* REQUIRED TASK
Add 56 to every x and y coordinate in the answers, but leave the sample coordinates inside the requests as they are. Write out the material with the requests included, starting at its first line and stopping after the line that contains "x=536 y=230".

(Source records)
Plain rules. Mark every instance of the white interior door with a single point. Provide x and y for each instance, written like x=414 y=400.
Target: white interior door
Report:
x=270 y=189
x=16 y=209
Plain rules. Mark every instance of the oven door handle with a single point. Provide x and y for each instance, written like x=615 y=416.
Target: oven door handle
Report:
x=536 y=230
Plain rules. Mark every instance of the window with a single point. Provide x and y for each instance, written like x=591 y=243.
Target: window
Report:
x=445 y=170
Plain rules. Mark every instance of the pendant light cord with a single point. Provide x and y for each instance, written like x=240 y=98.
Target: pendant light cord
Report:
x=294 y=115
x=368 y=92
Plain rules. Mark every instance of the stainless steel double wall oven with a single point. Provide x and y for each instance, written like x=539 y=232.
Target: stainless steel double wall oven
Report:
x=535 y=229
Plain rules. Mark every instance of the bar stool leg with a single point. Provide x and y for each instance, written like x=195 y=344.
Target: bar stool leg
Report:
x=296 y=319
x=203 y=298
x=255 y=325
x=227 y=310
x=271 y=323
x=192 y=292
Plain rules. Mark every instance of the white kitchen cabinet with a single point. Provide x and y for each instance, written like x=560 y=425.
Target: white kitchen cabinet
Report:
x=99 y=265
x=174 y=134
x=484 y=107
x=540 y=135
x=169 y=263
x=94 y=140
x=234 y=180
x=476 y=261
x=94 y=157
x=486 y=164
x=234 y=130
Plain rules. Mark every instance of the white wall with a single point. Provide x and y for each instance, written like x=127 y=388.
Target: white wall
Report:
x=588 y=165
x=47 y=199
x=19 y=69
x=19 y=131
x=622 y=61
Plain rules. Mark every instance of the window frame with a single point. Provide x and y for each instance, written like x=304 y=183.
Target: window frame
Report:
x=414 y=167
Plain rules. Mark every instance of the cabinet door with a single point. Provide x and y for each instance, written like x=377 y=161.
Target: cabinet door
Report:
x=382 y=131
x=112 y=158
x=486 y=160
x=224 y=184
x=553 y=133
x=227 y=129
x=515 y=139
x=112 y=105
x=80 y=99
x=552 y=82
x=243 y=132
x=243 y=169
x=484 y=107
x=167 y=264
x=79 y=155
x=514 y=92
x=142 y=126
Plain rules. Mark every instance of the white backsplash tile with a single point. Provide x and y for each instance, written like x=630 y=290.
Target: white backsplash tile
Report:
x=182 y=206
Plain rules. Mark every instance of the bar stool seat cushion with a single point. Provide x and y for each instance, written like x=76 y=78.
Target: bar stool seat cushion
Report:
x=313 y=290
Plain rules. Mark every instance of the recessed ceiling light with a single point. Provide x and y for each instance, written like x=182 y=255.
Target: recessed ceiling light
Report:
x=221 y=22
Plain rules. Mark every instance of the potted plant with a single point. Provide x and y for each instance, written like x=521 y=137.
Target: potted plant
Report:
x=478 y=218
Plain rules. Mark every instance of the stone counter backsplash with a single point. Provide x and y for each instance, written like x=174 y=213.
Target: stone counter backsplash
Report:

* TASK ANSWER
Plain rules. Mark every instance of the white interior door with a single point. Provide x and y for each instance, written like x=414 y=400.
Target: white interior door
Report:
x=326 y=245
x=72 y=265
Plain rules. Mark every instance of the oven door handle with a single point. Provide x and y for each instance, written like x=615 y=416.
Target: oven door handle
Report:
x=592 y=286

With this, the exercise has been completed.